Aufgabe 1: Welche Stadt wird im Dokumenttext als Oberzentrum genannt?

Dokumenttext:
▼
Nein. Ich habe es in der Rede schon gesagt.

(Frau Dr. Weiher, Linkspartei.PDS: Nein, das ha- ben Sie eben genau nicht gesagt!)

Die Großkreise sind ein Gebilde, worauf Sie hinaus wollen und von denen wir nichts halten. Sie sind etwas, was nach unserer Meinung keine Effizienz erbringt.

(Frau Dr. Weiher, Linkspartei.PDS: Kurzfristig!)

- Frau Dr. Weiher, ich habe Sie doch auch aussprechen lassen. Wenn Sie mich fragen und die Antwort nicht hören wollen, dann brauche ich sie auch nicht zu geben.

Wie gesagt, Großkreise lehnen wir ab. Wir versprechen uns deshalb daraus nichts. Mit der Struktur, die wir jetzt haben, mit einem Oberzentrum Dessau bei zwei gleichberechtigten Kreisen, die auf gleicher Augenhöhe miteinander handeln können, haben wir eigentlich beste Voraussetzungen für die Entwicklung. Davon sind wir überzeugt; Sie sind es vielleicht nicht. Aber das ist eine Sache der Abwägung, die ich Ihnen heute in zwei Minuten nicht mehr werde beibringen können.

(Beifall bei der FDP und bei der CDU)

Gestatten Sie eine weitere Nachfrage von Frau Jahr?

Bitte sehr.

Herr Wolpert, Sie sind Kreistagsvorsitzender und aus der Region Mandatsträger für den Landtag. Sie wissen genau, dass gerade in der Region, in der Sie wohnen und aus der Sie kommen, die Bürger eine Fusion mit Wittenberg wünschen. Wie gehen Sie mit diesem Wunsch um und wie können Sie diesen Bürgern in die Augen schauen, wenn Sie hier eine ganz andere Meinung vertreten?

Woher Sie, Frau Jahr, den Glauben haben, dass die Mehrheit in Bitterfeld Ihrer Meinung ist, weiß ich nicht. Ich kann den Bürgern sehr wohl ins Auge schauen. Außerdem habe ich ihnen in einem offenen Brief bereits erklärt, dass ich nicht davon ausgehe, dass bei uns ein imperatives Mandat herrsche und der Kreistag mich verpflichten könnte, im Landtag nur Kreisinteressen zu vertreten. Ich habe in meiner Rede gerade erklärt, warum ich Landesinteressen in die Abwägung einbezogen habe und dass der Bürgerwille nicht das einzig entscheidende Kriterium sein kann, wenn es raumordnerische Gründe gibt, die diesen überwiegen.
▲
Aufgabe 2: Extrahiere aus den Datensätzen jede Zeile, in der die Zeichenfolge "branch" vorkommt. Groß- und Kleinschreibung ist dabei zu beachten.

Extrahierte Datensätze:
▼
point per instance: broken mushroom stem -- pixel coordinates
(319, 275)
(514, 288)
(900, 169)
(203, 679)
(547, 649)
▲
▼
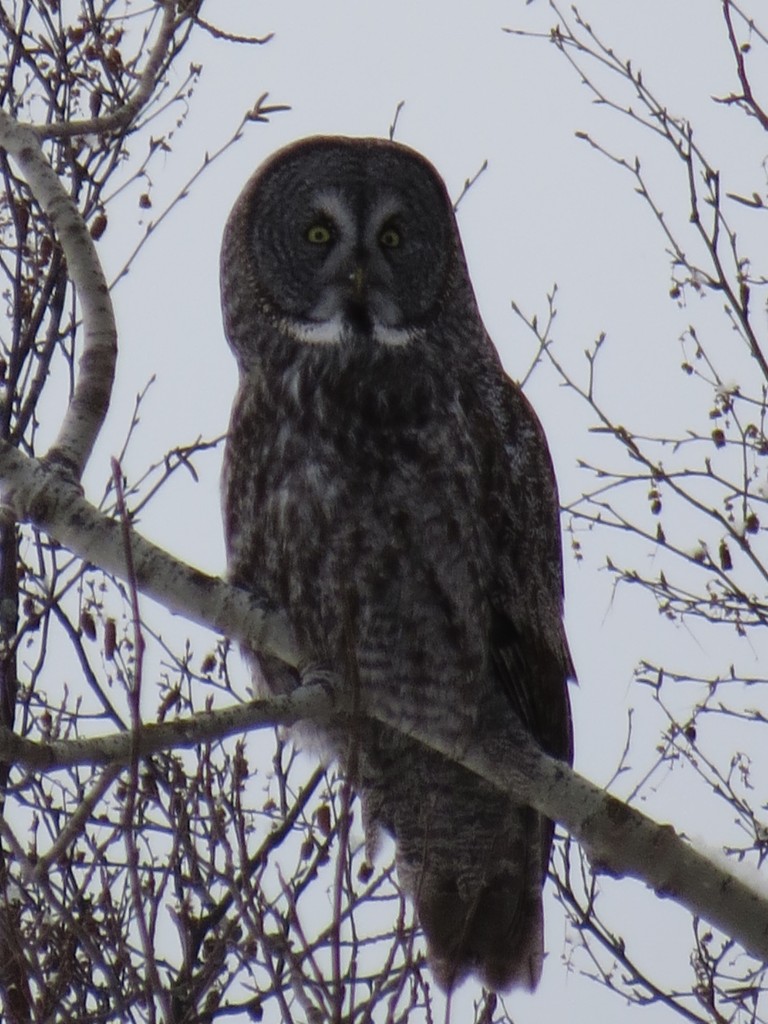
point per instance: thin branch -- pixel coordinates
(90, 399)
▲
▼
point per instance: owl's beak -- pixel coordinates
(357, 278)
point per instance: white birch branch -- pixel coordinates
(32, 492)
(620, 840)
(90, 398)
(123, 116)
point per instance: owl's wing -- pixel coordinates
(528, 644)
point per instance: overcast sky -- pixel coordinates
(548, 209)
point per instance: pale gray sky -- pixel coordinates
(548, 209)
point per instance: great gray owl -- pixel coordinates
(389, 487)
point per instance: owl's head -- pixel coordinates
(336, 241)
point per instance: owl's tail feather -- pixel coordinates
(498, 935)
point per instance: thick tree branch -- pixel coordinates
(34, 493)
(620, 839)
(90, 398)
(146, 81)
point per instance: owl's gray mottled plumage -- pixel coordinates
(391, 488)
▲
Erwartete Antwort 1: Dessau

Erwartete Antwort 2:
point per instance: thin branch -- pixel coordinates
point per instance: white birch branch -- pixel coordinates
point per instance: thick tree branch -- pixel coordinates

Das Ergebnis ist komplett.